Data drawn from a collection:
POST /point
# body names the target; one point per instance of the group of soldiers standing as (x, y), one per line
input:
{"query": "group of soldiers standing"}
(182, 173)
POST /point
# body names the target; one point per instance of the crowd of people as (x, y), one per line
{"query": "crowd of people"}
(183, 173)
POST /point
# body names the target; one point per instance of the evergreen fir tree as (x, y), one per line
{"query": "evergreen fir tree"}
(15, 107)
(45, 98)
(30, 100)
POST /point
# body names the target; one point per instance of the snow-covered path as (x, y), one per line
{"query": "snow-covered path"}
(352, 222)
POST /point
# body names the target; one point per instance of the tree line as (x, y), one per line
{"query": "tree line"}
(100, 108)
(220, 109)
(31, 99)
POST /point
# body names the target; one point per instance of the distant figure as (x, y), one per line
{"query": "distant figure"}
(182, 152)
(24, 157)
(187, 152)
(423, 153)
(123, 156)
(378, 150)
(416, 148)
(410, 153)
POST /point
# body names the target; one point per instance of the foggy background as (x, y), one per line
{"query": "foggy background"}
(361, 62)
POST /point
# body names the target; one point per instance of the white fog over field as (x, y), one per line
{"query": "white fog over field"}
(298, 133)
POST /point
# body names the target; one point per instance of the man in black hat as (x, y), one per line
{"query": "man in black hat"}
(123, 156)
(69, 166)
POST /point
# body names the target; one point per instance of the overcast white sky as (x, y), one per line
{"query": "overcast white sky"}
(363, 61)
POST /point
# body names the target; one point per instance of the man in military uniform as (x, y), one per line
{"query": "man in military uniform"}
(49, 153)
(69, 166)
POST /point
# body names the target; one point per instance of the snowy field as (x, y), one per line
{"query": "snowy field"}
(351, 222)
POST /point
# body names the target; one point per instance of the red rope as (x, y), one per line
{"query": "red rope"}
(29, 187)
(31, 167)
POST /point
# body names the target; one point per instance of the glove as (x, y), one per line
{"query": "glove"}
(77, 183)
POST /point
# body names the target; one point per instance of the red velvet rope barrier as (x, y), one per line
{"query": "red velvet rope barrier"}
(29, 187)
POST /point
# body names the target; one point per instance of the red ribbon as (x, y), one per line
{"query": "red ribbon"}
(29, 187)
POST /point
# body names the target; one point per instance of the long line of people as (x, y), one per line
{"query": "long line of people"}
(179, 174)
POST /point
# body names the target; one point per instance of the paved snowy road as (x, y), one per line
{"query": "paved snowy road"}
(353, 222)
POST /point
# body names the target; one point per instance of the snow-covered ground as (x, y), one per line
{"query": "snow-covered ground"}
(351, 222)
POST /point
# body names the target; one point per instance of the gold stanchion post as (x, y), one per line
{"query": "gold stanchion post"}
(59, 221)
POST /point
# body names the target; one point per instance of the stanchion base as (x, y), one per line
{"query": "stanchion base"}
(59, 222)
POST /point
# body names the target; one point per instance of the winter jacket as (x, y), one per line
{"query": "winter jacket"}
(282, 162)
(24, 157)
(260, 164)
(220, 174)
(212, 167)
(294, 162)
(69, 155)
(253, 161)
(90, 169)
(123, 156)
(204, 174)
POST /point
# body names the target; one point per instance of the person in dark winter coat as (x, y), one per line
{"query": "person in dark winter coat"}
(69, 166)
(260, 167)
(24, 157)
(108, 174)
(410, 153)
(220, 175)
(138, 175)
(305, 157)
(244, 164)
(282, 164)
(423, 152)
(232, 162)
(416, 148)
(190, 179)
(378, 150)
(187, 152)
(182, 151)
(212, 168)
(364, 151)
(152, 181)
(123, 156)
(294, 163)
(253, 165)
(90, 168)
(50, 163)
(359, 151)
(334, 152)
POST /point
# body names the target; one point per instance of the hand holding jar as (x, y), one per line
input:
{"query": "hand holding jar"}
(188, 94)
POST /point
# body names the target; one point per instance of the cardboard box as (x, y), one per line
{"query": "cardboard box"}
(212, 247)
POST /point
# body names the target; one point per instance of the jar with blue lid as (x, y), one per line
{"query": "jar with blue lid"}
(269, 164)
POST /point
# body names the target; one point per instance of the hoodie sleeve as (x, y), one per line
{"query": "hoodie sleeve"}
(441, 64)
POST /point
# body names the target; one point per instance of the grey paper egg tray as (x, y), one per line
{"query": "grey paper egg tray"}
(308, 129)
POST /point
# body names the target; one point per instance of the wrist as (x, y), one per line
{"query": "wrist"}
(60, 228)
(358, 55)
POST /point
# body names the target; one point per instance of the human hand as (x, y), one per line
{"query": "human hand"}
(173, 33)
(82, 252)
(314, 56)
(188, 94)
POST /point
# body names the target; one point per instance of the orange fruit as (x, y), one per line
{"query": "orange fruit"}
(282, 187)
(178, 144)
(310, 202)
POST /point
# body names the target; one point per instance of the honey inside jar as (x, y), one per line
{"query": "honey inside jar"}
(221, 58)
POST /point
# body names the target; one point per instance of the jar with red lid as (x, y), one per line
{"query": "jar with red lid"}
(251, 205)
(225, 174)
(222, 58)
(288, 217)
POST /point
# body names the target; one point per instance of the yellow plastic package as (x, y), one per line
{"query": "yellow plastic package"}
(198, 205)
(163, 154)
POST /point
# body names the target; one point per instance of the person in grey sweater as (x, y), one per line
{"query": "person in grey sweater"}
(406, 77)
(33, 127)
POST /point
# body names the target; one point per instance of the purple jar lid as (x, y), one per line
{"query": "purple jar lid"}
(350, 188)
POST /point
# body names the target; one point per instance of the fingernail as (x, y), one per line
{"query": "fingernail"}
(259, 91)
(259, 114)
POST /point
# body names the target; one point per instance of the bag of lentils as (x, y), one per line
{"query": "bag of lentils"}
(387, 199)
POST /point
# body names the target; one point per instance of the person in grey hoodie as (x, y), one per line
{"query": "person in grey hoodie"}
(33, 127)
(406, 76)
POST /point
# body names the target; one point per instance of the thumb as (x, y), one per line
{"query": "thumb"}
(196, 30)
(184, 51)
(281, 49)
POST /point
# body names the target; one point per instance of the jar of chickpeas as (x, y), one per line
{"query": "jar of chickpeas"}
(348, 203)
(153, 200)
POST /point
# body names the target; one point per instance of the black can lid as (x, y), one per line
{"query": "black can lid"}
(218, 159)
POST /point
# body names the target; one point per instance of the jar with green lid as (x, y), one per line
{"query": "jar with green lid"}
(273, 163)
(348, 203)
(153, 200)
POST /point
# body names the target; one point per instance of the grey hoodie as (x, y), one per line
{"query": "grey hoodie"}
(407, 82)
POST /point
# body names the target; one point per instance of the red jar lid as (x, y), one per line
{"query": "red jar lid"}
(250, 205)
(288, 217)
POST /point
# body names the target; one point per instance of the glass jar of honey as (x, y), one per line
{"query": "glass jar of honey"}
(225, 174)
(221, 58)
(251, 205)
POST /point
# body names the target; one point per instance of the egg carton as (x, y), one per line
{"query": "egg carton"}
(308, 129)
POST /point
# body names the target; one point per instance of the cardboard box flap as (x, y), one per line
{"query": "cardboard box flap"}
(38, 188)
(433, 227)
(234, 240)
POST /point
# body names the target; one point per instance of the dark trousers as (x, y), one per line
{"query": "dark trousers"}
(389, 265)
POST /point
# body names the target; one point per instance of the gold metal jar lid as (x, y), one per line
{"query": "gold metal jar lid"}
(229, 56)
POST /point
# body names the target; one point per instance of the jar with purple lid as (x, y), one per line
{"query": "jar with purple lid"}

* **What you are asked to do**
Please find each line in the rows above that contains the string "rope" and copy it out. Case counts.

* **Task response**
# body names the target; one point per instance of the red rope as (x, y), one per line
{"query": "red rope"}
# body names the target; one point per instance of the red velvet rope barrier as (x, y), one per line
{"query": "red velvet rope barrier"}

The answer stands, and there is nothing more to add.